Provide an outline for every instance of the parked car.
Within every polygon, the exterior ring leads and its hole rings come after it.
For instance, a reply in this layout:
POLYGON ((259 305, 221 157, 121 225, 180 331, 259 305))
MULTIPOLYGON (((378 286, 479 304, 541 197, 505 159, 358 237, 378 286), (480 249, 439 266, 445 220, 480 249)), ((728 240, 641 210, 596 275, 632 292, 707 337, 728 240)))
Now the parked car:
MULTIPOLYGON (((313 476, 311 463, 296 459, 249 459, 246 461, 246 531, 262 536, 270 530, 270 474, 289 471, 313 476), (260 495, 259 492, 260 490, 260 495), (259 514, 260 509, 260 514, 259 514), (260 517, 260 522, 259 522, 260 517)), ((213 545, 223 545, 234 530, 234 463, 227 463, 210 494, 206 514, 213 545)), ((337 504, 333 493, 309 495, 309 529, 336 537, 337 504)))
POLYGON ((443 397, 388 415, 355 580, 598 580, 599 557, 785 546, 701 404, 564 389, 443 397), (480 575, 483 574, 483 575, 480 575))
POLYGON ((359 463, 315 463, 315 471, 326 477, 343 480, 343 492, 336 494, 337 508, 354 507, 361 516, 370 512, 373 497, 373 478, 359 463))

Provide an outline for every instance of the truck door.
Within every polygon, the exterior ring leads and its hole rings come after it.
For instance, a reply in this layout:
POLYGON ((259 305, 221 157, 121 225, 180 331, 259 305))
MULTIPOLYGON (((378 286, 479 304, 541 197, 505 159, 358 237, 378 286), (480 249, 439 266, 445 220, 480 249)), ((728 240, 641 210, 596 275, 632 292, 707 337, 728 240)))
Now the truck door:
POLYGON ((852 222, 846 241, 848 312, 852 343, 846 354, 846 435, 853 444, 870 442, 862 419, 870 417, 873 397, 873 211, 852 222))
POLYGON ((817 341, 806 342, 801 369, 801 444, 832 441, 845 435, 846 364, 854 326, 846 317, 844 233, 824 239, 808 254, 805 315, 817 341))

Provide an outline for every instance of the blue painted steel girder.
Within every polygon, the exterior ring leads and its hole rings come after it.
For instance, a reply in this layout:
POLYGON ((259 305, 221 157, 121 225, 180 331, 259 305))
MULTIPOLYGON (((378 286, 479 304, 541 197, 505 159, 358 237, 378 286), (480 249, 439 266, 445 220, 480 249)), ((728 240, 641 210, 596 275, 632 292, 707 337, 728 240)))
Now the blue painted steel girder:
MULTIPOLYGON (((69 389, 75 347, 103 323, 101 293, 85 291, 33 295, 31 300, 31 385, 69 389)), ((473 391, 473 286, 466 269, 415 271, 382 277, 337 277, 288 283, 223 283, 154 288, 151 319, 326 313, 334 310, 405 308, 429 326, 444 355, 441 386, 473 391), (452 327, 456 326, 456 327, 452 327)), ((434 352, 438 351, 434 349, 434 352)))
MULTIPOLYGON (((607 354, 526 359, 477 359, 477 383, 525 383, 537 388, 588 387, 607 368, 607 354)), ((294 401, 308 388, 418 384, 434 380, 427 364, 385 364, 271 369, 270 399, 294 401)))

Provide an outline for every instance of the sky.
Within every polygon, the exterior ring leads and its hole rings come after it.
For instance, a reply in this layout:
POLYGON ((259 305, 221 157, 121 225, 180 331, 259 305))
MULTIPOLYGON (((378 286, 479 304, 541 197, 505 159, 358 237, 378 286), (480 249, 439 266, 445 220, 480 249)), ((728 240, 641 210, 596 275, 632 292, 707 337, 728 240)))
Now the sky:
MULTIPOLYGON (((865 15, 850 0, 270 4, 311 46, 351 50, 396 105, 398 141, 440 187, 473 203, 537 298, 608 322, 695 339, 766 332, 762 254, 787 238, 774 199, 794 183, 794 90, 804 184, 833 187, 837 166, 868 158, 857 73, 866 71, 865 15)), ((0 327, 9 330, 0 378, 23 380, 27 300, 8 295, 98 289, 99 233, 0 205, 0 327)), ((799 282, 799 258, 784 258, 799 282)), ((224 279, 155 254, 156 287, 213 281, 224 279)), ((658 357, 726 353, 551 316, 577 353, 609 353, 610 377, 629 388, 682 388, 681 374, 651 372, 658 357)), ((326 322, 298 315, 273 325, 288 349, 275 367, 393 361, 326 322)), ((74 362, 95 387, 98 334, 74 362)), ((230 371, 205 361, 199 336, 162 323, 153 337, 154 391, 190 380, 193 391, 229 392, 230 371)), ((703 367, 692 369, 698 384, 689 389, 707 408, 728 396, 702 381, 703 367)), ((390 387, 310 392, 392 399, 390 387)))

### Task objective
Please reproduce all of the records above word for word, with every line unchanged and in the same order.

### The solution
Provide an outline for every instance of the parked car.
Within every polygon, the exterior ring leads and its hole rings come after it.
For instance, a reply in this layout:
POLYGON ((259 305, 221 157, 121 225, 180 331, 259 305))
MULTIPOLYGON (((378 286, 479 304, 541 197, 505 159, 358 237, 378 286), (480 249, 439 266, 445 220, 480 249)), ((728 240, 641 210, 596 275, 632 292, 707 337, 728 240)))
Now the parked car:
MULTIPOLYGON (((313 476, 311 463, 296 459, 249 459, 246 461, 246 531, 262 536, 270 530, 270 474, 289 471, 313 476), (260 495, 259 492, 260 490, 260 495), (259 514, 260 509, 260 514, 259 514), (260 517, 260 522, 259 522, 260 517)), ((213 545, 223 545, 234 530, 234 463, 227 463, 210 494, 206 514, 213 545)), ((337 504, 333 493, 309 495, 309 529, 336 537, 337 504)))
POLYGON ((443 397, 388 415, 355 580, 598 580, 599 557, 785 546, 701 404, 564 389, 443 397), (480 575, 483 574, 483 575, 480 575))
POLYGON ((359 463, 315 463, 315 471, 326 477, 343 480, 343 492, 336 494, 337 508, 354 507, 361 516, 370 512, 373 497, 373 478, 359 463))

Provide an outline for every instance of the truck door.
Within every polygon, the exterior ring leads and its hole rings come after it.
For instance, a reply in this layout:
POLYGON ((259 305, 221 157, 121 225, 180 331, 259 305))
MULTIPOLYGON (((378 286, 479 304, 541 197, 505 159, 358 237, 378 286), (480 249, 439 266, 445 220, 480 249)), ((728 240, 641 210, 596 275, 632 292, 707 337, 728 240)))
Now the truck door:
POLYGON ((852 222, 846 241, 848 312, 852 343, 846 354, 846 435, 853 444, 870 442, 862 419, 870 417, 873 397, 873 211, 852 222))
POLYGON ((817 341, 806 342, 801 369, 801 444, 832 441, 845 435, 846 364, 854 326, 846 317, 844 233, 824 239, 808 254, 805 315, 817 341))

Provide an outline for every instance of the blue painted steel girder.
Within every polygon, the exterior ring leads and its hole rings come after it.
For instance, a reply in this layout:
POLYGON ((259 305, 221 157, 121 225, 180 331, 259 305))
MULTIPOLYGON (((378 286, 479 304, 541 197, 505 159, 358 237, 378 286), (480 249, 439 266, 445 220, 480 249)), ((728 240, 641 210, 596 275, 632 292, 707 337, 728 240)))
Now the blue painted steel girder:
MULTIPOLYGON (((69 389, 75 347, 103 323, 101 293, 85 291, 33 295, 31 300, 31 385, 69 389)), ((473 391, 473 286, 466 269, 415 271, 382 277, 337 277, 288 283, 223 283, 154 288, 151 319, 326 313, 334 310, 405 308, 429 326, 444 355, 441 386, 473 391), (452 327, 456 326, 456 327, 452 327)), ((434 352, 438 351, 434 349, 434 352)))
MULTIPOLYGON (((607 354, 526 359, 477 359, 477 383, 525 383, 537 388, 588 387, 607 368, 607 354)), ((294 401, 308 388, 418 384, 434 380, 427 364, 385 364, 271 369, 270 399, 294 401)))

Provide an outline for every instance of the sky.
Within every polygon, the exterior ring leads and its hole rings come after it.
For instance, a reply in this layout:
POLYGON ((259 305, 221 157, 121 225, 180 331, 259 305))
MULTIPOLYGON (((378 286, 479 304, 541 197, 505 159, 358 237, 378 286), (480 249, 439 266, 445 220, 480 249)), ((728 240, 641 210, 596 275, 632 292, 707 337, 728 240)))
Now the sky:
MULTIPOLYGON (((865 15, 850 0, 270 4, 311 46, 351 50, 396 105, 398 141, 440 187, 473 203, 537 298, 608 322, 695 339, 766 332, 762 254, 787 238, 774 199, 794 183, 794 90, 804 184, 833 187, 837 166, 868 158, 857 73, 866 71, 865 15)), ((0 327, 9 330, 0 378, 23 380, 27 300, 8 295, 98 289, 99 233, 0 205, 0 327)), ((799 282, 799 258, 784 258, 799 282)), ((224 279, 155 254, 156 287, 213 281, 224 279)), ((658 357, 726 353, 551 316, 577 353, 609 353, 610 377, 629 388, 682 388, 681 374, 651 372, 658 357)), ((326 322, 298 315, 273 325, 288 349, 275 367, 393 361, 326 322)), ((74 362, 95 387, 98 334, 74 362)), ((230 371, 205 361, 199 336, 162 323, 153 337, 154 391, 190 380, 193 391, 229 392, 230 371)), ((703 367, 692 369, 698 384, 689 389, 707 408, 728 396, 702 381, 703 367)), ((390 387, 310 392, 392 399, 390 387)))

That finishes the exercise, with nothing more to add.